#### Supplied passage:
━━━━━━━━
Creating a Basic Dockerfile

Week 1, Wednesday - Afternoon Session

Lecture Overview

In this session, we'll explore how to create your own Docker images by writing Dockerfiles. A Dockerfile is a text document containing instructions that Docker uses to automatically build an image. Understanding Dockerfiles is a crucial skill for containerizing applications effectively. By the end of this session, you'll be able to create custom Docker images tailored to your specific application needs.

What is a Dockerfile?

A Dockerfile is a plain text file named Dockerfile (with no file extension) that contains a series of instructions for Docker to build an image.

Key Concepts

Analogy: A Dockerfile is like a recipe for baking a cake. It starts with base ingredients (the base image), follows a sequence of steps (instructions), and each step transforms the ingredients in some way. The final result is a complete, ready-to-use cake (Docker image). Just as a good baker might adapt a recipe for different occasions, you'll customize your Dockerfile for different applications.

Why Create Custom Images?

While public images are convenient, custom images offer several advantages:

Dockerfile Syntax and Structure

Dockerfiles use a simple, declarative syntax. Each line contains an instruction followed by arguments.

Basic Structure

# Comment
INSTRUCTION arguments

For example:

# Use Python 3.9 as base image
FROM python:3.9-slim

# Set working directory
WORKDIR /app

# Copy requirements file
COPY requirements.txt .

# Install dependencies
RUN pip install --no-cache-dir -r requirements.txt

# Copy application code
COPY . .
━━━━━━━━
Write what comes next in the lecture on creating a basic Dockerfile, starting right after its last line, the "COPY . ." instruction.
━━━━━━━━
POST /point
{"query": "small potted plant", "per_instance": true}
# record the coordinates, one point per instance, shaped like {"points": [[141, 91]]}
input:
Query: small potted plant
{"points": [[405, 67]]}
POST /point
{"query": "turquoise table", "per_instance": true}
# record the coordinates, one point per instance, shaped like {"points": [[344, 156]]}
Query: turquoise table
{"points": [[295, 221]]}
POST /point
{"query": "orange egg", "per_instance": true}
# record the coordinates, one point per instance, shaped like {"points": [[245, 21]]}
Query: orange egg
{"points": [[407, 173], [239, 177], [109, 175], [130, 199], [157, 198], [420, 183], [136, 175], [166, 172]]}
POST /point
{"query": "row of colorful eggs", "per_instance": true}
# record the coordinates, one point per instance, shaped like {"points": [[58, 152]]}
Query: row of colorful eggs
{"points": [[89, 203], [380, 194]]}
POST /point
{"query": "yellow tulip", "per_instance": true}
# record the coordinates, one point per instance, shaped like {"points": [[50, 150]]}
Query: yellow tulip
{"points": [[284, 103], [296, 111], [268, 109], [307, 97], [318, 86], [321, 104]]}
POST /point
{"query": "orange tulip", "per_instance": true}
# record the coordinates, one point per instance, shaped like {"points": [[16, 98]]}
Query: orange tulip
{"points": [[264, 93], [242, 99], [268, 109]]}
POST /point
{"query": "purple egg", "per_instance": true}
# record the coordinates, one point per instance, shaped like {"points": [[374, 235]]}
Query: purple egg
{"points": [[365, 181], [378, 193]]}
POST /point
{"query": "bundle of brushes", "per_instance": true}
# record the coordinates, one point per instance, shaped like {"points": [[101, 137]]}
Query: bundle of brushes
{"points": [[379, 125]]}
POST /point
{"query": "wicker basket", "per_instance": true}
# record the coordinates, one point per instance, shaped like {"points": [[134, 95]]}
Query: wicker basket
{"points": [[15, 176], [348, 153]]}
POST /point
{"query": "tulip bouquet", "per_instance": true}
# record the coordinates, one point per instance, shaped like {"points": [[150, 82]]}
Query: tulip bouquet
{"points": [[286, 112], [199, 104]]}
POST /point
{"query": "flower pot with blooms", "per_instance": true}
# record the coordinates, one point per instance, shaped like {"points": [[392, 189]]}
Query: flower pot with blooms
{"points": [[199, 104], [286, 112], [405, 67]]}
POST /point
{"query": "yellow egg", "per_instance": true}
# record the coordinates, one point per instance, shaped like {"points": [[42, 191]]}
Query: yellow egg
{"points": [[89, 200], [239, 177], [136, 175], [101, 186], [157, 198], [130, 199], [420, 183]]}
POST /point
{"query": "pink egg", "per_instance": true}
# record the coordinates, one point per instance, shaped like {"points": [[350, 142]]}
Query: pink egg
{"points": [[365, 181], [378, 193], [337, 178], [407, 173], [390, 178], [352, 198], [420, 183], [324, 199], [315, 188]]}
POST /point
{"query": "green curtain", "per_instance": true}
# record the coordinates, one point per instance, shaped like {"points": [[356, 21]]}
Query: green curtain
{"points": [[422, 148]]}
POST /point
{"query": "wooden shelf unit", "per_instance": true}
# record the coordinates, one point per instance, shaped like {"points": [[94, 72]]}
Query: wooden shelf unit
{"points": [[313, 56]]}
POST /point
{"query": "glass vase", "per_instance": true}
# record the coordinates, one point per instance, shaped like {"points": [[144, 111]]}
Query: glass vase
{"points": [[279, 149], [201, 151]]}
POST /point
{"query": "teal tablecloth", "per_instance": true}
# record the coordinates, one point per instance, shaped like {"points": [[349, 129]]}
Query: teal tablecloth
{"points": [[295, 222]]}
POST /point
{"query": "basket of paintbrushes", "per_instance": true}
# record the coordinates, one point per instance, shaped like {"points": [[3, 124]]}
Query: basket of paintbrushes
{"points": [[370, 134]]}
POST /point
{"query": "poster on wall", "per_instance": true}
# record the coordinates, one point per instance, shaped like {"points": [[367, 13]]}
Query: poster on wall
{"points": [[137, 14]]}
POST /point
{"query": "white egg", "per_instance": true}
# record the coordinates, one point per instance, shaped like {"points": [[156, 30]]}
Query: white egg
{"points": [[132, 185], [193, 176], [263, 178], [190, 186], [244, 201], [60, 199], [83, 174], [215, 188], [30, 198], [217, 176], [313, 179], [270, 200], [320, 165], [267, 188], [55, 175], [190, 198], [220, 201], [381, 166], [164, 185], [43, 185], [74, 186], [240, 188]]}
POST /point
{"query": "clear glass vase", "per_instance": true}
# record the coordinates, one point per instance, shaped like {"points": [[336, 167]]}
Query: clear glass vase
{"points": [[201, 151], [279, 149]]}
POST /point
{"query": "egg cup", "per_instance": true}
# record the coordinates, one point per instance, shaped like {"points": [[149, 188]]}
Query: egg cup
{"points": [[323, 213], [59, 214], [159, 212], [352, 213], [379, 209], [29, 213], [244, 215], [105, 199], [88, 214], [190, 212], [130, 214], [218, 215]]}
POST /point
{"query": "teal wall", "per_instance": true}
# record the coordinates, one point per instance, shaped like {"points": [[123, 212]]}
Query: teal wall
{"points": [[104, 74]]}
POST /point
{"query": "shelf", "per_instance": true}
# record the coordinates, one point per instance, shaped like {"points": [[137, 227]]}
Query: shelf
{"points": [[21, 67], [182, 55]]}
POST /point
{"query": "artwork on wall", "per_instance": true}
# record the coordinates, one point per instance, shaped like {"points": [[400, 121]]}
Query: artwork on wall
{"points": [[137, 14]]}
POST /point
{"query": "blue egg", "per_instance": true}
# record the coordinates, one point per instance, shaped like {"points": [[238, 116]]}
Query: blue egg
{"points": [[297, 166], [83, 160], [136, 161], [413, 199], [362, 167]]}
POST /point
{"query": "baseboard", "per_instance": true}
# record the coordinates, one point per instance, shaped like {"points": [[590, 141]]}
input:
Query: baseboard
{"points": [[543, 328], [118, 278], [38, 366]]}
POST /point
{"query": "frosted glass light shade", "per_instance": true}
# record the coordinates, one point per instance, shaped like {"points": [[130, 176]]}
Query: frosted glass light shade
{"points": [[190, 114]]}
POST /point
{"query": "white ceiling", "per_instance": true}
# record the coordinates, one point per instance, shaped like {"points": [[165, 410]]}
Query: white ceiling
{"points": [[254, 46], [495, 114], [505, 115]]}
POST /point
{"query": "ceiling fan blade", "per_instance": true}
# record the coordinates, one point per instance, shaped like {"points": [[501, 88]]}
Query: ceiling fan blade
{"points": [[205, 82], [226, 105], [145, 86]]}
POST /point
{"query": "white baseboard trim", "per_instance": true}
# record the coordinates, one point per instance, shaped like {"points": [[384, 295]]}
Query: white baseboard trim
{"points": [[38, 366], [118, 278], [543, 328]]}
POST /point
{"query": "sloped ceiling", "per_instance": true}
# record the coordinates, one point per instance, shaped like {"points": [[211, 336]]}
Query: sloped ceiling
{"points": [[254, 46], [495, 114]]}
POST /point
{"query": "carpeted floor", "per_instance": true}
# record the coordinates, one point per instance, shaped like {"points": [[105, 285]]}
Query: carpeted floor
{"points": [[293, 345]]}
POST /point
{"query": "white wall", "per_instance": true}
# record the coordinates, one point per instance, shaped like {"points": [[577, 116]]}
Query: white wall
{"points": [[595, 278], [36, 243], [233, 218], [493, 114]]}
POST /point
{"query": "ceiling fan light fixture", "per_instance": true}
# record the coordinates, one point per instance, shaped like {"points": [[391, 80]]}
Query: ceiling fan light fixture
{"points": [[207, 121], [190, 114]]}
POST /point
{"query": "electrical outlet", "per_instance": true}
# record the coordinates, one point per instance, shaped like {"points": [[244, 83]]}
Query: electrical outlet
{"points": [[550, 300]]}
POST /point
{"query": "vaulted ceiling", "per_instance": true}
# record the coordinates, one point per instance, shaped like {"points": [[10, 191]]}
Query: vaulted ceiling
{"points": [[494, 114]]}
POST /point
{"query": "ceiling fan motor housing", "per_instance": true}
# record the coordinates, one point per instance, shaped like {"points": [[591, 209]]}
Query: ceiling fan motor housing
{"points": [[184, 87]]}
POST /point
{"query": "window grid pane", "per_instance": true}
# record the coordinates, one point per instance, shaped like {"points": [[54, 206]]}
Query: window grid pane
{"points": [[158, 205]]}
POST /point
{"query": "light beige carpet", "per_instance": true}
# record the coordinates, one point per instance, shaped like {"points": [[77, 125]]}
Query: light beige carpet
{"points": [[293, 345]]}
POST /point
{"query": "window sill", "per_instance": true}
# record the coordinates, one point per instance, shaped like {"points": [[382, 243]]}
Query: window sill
━━━━━━━━
#### Exercise output:
# Set environment variables
ENV PYTHONUNBUFFERED=1

# Command to run when container starts
CMD ["python", "app.py"]

Common Instructions

Instruction Purpose
FROM Sets the base image
RUN Executes commands in the container during build
COPY Copies files from the host to the container
ADD Similar to COPY, but with additional features (URL support, auto-extraction)
WORKDIR Sets the working directory for subsequent instructions
ENV Sets environment variables
EXPOSE Documents which ports the container listens on
CMD Provides default command to run when container starts
ENTRYPOINT Configures the container to run as an executable

Best practice: Keep your Dockerfile commands in logical order, typically following this pattern: base image, dependencies, application code, configuration, and finally the command to run.

Dockerfile Instructions in Detail

Let's explore each common instruction in more depth:

FROM

The FROM instruction initializes a new build stage and sets the base image. It's typically the first instruction in a Dockerfile.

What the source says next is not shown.